» Extract
Oak trees are pretty awesome, and I’m not the first to think so.  Nearly every culture that has survived where oaks thrive has adopted them as a symbol.  They are revered as a food source, for their longevity, for their beauty, and for being a definitive species in their ecosystems.  “The mighty oak” grows in some places, but in others, like the high desert, oaks are nothing more than shrubs.  This very diversity is amazing, and I enjoyed all the oaks I saw, from the mighty Burr Oak to the Live Oaks of California, to the tiny Gray Oaks in the mountains.  But maybe the best one was when I found the Chinquapin Oak in the mountains of West Texas – I squealed with excitement at the time, and I still like re-telling the story today!

3. Large Ungulates: Roosevelt Elk, California and Moose, Isle Royale

I won’t re-tell the stories of these encounters, because I’ve already devoted full posts in my blog to them (click links above if you missed them).  However, these chance encounters with very large (and frustrated) male animals will definitely stick in my memory for a long time to come.  Definitely not the kind of adventure I could have had sitting on my couch!

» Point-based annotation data

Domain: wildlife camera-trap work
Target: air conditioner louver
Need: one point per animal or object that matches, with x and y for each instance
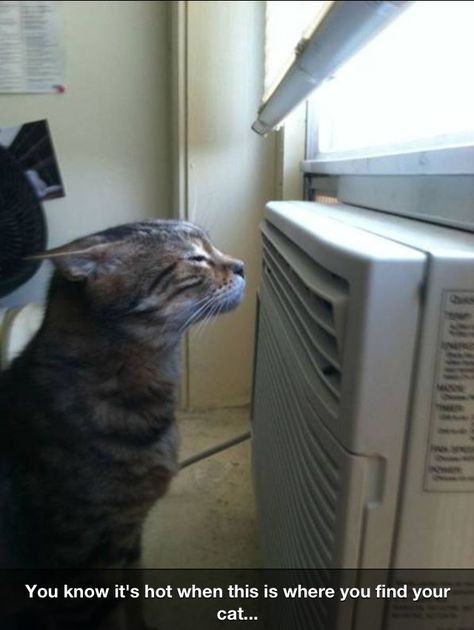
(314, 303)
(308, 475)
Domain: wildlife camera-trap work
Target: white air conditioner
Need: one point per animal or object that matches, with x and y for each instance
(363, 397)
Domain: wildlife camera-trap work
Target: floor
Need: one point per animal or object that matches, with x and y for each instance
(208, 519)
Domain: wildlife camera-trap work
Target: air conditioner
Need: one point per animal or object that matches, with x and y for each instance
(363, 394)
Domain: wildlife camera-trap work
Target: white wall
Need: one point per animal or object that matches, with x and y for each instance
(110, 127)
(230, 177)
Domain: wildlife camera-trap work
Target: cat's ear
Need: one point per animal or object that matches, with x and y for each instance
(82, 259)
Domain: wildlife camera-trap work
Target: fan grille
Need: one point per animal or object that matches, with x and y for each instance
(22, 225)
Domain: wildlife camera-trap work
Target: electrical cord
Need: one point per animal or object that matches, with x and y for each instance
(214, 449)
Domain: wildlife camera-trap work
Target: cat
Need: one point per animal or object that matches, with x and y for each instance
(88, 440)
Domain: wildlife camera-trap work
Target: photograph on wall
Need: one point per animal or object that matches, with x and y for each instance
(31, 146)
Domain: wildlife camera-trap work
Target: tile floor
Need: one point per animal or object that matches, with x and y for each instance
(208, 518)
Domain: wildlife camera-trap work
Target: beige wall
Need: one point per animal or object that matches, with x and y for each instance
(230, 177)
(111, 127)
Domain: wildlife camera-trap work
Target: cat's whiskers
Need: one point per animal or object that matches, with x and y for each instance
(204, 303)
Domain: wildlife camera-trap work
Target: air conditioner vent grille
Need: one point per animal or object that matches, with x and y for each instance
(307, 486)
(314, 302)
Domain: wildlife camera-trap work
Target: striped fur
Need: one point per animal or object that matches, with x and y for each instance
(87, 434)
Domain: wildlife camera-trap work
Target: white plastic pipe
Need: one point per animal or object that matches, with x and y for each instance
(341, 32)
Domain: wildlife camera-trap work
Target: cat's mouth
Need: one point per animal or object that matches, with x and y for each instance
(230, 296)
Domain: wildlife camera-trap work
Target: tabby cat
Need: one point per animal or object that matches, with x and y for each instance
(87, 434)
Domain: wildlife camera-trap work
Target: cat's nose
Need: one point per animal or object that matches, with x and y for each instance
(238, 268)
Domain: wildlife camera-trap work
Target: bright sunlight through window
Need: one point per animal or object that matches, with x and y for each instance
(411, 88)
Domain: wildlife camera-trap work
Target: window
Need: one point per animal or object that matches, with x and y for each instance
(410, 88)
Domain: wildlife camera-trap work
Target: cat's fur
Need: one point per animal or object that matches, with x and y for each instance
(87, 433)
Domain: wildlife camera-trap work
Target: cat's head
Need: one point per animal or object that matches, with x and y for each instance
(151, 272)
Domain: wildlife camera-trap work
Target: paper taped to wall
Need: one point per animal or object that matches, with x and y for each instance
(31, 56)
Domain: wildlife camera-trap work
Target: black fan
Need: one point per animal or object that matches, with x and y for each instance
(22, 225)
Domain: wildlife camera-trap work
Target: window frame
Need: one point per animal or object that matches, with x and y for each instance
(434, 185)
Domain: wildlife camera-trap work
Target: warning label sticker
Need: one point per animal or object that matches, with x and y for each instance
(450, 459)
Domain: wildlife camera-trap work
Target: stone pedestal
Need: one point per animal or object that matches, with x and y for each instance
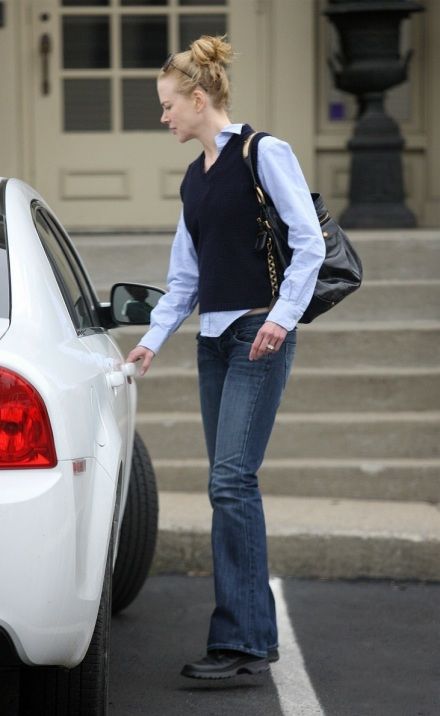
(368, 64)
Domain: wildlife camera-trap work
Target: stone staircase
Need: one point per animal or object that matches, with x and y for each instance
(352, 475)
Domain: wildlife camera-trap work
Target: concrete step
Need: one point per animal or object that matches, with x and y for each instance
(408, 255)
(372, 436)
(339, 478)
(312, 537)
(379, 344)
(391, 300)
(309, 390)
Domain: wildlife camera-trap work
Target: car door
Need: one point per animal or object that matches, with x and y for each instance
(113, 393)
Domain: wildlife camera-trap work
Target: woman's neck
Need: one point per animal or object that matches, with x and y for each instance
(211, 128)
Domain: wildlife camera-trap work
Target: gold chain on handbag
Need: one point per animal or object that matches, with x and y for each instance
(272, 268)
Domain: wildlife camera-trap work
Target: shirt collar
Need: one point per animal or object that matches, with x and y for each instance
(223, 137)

...

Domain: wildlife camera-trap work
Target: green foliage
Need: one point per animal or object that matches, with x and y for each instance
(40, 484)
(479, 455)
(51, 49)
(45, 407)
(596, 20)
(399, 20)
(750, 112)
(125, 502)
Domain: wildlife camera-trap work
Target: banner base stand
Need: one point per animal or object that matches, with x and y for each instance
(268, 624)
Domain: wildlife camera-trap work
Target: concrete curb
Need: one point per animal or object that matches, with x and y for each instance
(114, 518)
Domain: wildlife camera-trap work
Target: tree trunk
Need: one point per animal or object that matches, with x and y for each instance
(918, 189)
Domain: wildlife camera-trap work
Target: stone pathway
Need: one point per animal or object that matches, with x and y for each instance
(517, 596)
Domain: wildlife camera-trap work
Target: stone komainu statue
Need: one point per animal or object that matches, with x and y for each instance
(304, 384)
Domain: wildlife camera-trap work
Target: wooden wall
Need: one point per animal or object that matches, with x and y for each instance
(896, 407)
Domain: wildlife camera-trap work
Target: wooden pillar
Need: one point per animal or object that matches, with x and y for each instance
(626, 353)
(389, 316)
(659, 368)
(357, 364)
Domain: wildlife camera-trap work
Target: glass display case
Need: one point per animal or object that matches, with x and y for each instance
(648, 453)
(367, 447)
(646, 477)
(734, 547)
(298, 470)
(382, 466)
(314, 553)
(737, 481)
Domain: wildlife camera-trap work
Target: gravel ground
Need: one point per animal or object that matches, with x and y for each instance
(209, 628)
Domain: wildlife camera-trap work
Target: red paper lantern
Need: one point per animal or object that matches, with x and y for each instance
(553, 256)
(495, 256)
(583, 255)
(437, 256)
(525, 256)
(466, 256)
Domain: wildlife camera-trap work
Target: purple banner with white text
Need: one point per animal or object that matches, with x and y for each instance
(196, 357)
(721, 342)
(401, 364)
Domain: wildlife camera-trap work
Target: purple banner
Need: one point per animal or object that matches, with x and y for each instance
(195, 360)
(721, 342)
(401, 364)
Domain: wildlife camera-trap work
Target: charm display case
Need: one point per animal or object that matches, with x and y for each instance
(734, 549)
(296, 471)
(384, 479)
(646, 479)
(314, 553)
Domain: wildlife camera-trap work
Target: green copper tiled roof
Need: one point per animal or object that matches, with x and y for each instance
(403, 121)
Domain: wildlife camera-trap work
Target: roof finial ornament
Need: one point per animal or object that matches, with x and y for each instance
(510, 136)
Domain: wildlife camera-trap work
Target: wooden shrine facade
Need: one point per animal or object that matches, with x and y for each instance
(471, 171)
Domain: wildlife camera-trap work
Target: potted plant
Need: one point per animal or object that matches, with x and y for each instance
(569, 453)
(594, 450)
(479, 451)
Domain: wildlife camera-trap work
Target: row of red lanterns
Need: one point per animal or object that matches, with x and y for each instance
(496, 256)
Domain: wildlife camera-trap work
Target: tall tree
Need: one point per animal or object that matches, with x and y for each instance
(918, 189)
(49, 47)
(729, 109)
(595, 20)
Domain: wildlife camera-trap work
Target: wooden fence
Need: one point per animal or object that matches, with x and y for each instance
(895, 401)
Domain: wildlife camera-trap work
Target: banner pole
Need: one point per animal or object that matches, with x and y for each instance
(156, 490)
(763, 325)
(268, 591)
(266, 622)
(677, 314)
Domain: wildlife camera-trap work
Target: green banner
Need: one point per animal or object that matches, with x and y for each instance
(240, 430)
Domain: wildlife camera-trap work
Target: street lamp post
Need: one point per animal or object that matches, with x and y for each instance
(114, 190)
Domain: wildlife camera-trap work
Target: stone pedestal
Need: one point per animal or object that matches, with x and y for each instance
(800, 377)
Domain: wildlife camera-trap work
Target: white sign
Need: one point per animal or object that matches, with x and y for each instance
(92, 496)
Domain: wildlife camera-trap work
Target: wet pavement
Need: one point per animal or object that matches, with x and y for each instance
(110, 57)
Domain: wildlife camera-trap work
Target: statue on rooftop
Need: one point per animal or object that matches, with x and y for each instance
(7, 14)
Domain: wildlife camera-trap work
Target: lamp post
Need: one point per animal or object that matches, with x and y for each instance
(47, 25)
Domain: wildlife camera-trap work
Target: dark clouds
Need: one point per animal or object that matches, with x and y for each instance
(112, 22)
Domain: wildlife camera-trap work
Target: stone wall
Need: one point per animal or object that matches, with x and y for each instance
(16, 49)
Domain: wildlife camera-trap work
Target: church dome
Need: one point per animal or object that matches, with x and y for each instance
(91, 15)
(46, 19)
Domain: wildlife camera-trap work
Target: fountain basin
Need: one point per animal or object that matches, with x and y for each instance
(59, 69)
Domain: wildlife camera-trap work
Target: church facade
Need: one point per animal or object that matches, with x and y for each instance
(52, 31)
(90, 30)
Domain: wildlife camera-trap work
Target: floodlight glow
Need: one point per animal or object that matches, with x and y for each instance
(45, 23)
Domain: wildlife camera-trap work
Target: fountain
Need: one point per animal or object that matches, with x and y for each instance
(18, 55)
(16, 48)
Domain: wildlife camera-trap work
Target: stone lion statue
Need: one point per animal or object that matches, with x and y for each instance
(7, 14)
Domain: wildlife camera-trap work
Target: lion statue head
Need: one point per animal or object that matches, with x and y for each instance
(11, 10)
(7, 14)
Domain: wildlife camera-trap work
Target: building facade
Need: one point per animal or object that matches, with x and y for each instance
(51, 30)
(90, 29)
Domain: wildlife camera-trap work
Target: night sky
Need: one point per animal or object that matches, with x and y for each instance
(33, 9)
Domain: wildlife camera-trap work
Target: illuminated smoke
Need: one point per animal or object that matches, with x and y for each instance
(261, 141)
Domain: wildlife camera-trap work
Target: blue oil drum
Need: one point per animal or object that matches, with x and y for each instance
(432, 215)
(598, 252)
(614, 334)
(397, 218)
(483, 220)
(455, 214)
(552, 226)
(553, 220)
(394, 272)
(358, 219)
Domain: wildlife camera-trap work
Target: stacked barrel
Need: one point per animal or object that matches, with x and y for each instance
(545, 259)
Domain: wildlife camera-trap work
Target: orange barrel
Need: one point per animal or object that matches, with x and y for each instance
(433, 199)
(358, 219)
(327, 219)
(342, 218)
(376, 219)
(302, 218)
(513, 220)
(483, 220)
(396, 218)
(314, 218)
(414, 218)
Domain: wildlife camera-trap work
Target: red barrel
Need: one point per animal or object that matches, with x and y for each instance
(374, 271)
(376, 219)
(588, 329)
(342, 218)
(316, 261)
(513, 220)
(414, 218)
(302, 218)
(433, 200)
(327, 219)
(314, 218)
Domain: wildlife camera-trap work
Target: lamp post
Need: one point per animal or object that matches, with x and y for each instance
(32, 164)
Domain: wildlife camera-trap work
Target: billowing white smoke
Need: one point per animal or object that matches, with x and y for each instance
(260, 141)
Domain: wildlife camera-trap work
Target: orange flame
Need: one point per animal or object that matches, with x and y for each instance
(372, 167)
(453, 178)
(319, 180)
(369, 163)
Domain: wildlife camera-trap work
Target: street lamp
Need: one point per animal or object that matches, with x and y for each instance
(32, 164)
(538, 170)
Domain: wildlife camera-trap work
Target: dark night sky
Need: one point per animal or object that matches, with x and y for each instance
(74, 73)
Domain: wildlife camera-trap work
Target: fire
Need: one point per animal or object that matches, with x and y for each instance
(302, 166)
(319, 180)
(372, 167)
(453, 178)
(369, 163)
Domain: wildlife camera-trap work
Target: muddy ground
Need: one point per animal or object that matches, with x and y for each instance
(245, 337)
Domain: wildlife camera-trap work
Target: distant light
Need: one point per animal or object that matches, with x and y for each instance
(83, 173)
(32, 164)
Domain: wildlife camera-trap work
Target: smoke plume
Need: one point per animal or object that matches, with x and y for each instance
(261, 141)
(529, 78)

* * *

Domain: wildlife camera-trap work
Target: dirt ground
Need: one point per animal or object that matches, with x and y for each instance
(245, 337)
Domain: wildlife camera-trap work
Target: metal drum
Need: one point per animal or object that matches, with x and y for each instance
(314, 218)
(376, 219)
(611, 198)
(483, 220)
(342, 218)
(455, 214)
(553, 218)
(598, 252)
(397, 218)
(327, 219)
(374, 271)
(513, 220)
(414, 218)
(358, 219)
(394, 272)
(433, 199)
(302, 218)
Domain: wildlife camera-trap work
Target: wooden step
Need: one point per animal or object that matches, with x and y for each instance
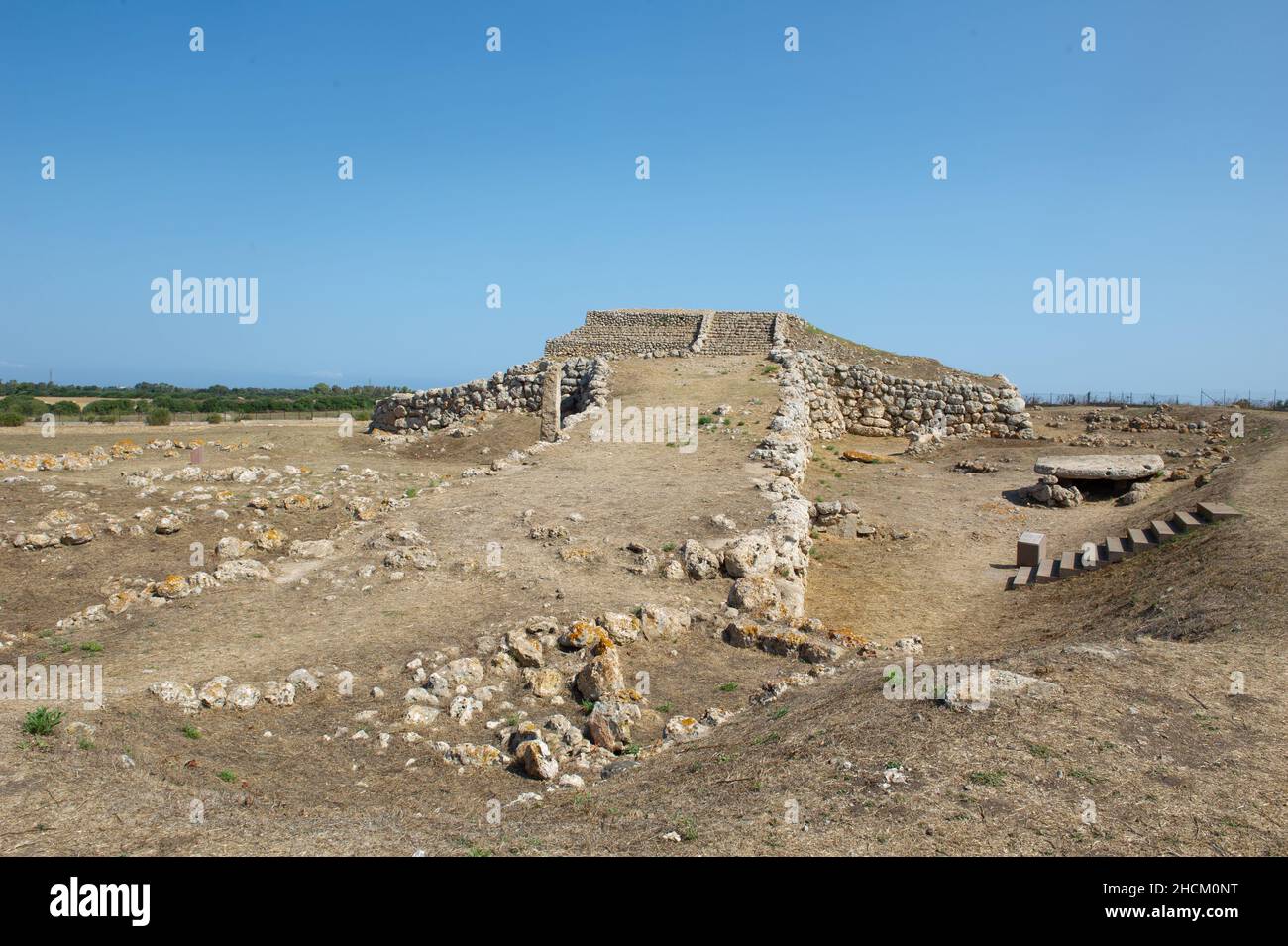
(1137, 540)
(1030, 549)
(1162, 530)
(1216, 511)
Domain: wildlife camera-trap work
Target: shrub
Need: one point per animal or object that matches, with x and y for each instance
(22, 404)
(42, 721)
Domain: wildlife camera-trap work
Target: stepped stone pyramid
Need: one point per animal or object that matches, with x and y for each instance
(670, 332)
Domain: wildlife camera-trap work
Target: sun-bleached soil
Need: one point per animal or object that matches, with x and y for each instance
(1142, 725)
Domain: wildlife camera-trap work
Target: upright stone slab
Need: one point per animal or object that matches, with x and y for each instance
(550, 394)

» Work to be completed
Answer these from the excerpt:
1. What are oaks in the high desert said to be?
2. Where was the Chinquapin Oak found?
3. Which animal is paired with Isle Royale?

» Solution to this task
1. Nothing more than shrubs.
2. In the mountains of West Texas.
3. Moose.